[Material provided start]

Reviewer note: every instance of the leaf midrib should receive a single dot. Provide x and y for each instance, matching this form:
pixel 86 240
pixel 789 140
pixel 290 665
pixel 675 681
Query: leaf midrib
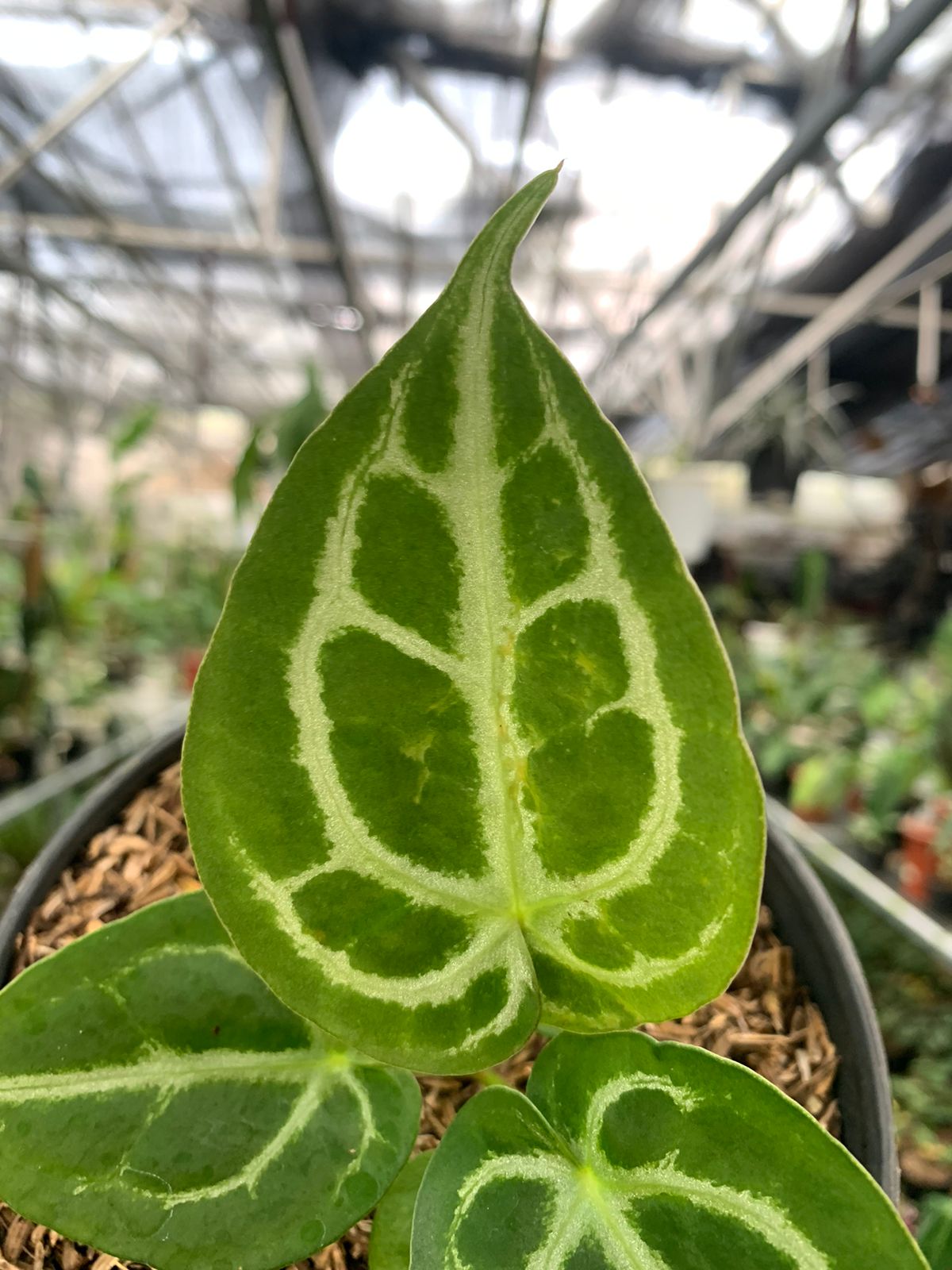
pixel 173 1068
pixel 475 344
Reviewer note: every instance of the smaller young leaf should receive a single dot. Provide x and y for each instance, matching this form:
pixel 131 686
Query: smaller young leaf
pixel 636 1155
pixel 393 1222
pixel 156 1102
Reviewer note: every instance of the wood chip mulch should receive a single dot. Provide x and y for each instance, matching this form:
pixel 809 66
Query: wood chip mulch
pixel 765 1020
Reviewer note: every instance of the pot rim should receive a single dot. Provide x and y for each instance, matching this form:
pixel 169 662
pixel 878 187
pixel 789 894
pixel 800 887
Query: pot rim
pixel 804 914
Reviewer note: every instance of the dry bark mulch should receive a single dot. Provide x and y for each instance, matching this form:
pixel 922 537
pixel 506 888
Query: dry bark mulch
pixel 766 1019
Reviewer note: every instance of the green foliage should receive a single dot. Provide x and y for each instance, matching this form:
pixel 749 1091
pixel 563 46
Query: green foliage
pixel 393 1222
pixel 460 629
pixel 631 1153
pixel 823 781
pixel 465 753
pixel 274 440
pixel 159 1103
pixel 135 429
pixel 936 1231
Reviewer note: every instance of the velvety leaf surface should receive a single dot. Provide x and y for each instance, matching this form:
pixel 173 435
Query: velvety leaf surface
pixel 158 1102
pixel 465 746
pixel 636 1155
pixel 393 1221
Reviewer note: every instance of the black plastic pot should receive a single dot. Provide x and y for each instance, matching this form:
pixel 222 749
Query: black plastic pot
pixel 804 914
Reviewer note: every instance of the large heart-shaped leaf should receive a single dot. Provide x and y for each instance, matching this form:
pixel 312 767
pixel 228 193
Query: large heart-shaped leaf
pixel 465 743
pixel 158 1102
pixel 641 1156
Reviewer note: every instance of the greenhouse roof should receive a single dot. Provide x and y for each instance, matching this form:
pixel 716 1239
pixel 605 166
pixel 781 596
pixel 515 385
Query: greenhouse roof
pixel 200 198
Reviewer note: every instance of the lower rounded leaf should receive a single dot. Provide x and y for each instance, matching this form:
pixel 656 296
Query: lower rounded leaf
pixel 159 1103
pixel 636 1155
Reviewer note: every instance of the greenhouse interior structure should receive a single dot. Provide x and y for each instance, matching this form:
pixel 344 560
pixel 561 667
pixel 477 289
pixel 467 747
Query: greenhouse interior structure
pixel 459 653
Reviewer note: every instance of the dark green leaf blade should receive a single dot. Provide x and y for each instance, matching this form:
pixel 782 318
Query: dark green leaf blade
pixel 393 1221
pixel 156 1102
pixel 636 1155
pixel 465 747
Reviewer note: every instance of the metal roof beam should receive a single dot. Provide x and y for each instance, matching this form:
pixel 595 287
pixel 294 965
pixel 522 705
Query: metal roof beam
pixel 846 310
pixel 876 64
pixel 291 61
pixel 101 87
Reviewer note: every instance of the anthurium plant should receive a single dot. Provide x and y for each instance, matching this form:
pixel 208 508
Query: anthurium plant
pixel 463 760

[Material provided end]

## What needs to be done
Please output every line of the entries above verbatim, leaving the pictures out of your answer.

## Completed exercise
Reviewer note: every instance of the leaf midrib should receive a single dot. Provide x and y for each instance, matching this form:
pixel 86 240
pixel 789 140
pixel 290 665
pixel 675 681
Query: leaf midrib
pixel 173 1068
pixel 475 344
Reviewer note: every instance of the smaller young leaf should receive a single dot. Provide x and y for each instance, matching this form:
pixel 131 686
Query: smaller young leaf
pixel 636 1155
pixel 393 1222
pixel 156 1102
Reviewer note: every instance of the wood chip mulch should receive a single dot. Provide x and y for each instance, matching this form:
pixel 809 66
Query: wood chip mulch
pixel 765 1020
Reviewer note: every instance of the pot rim should receive a single dot. Provide x and y for each instance, matching this form:
pixel 169 662
pixel 878 187
pixel 789 894
pixel 800 887
Query: pot rim
pixel 804 914
Reviewer note: every instance of the dry bark mulch should receive a single dot. Provide x and y for each instance, matching this form:
pixel 922 537
pixel 506 888
Query: dry bark mulch
pixel 766 1019
Reviewer note: every instance of the green foliage should receive a single dot. Provide x and y for each instance, matching this form:
pixel 749 1091
pixel 563 46
Query: green foliage
pixel 393 1222
pixel 460 629
pixel 631 1153
pixel 823 781
pixel 465 753
pixel 274 440
pixel 159 1103
pixel 135 429
pixel 936 1231
Reviewer note: every instance of the velvety leaf surface should receive a single dot. Provide x and y for each instance, matching this form:
pixel 173 435
Query: velvety leaf surface
pixel 158 1102
pixel 465 746
pixel 636 1155
pixel 393 1221
Reviewer note: every instance of the black plastic pot should receive a single dot. Provide x and y for each instance, matching this form:
pixel 222 749
Query: black plastic pot
pixel 804 914
Reviewer note: every instance of the large heart-shaped leaf should receive a single dot. Provide x and y for each instance, matching this form:
pixel 312 767
pixel 228 193
Query: large heart-shaped leaf
pixel 465 743
pixel 158 1102
pixel 641 1156
Reviewer note: every instance of the greenhouse roof should receive a single dot. Provide x and y for each instance, matching this form:
pixel 716 1239
pixel 605 166
pixel 781 596
pixel 515 385
Query: greenhouse roof
pixel 200 198
Reviewer note: every instance of the lower rounded leaf should receive a single dot. Provide x and y for each instance, matching this form:
pixel 656 296
Query: lower rounded leaf
pixel 159 1103
pixel 636 1155
Reviewer note: every instance of the greenhouse interior structure should receive a single dot. Provide x and y for each instance, matching this form:
pixel 344 560
pixel 561 667
pixel 477 289
pixel 467 747
Query: greenhouse interior structure
pixel 459 653
Reviewer note: every instance of the dark green leaf blade should receive a single dot. Provide x and y for each instance, matching this form:
pixel 782 318
Query: dark green leaf blade
pixel 393 1221
pixel 156 1102
pixel 636 1155
pixel 465 747
Reviewer note: every instance of the metal roof beam should receive a single dot. Provide x and y for each instance, matching this form:
pixel 595 287
pixel 294 965
pixel 522 705
Query: metal roof beam
pixel 846 310
pixel 876 64
pixel 291 61
pixel 101 87
Reviewer note: every instance of the anthurium plant should receive a single dot. Provide x and y for each instance, matching this form:
pixel 208 508
Query: anthurium plant
pixel 463 760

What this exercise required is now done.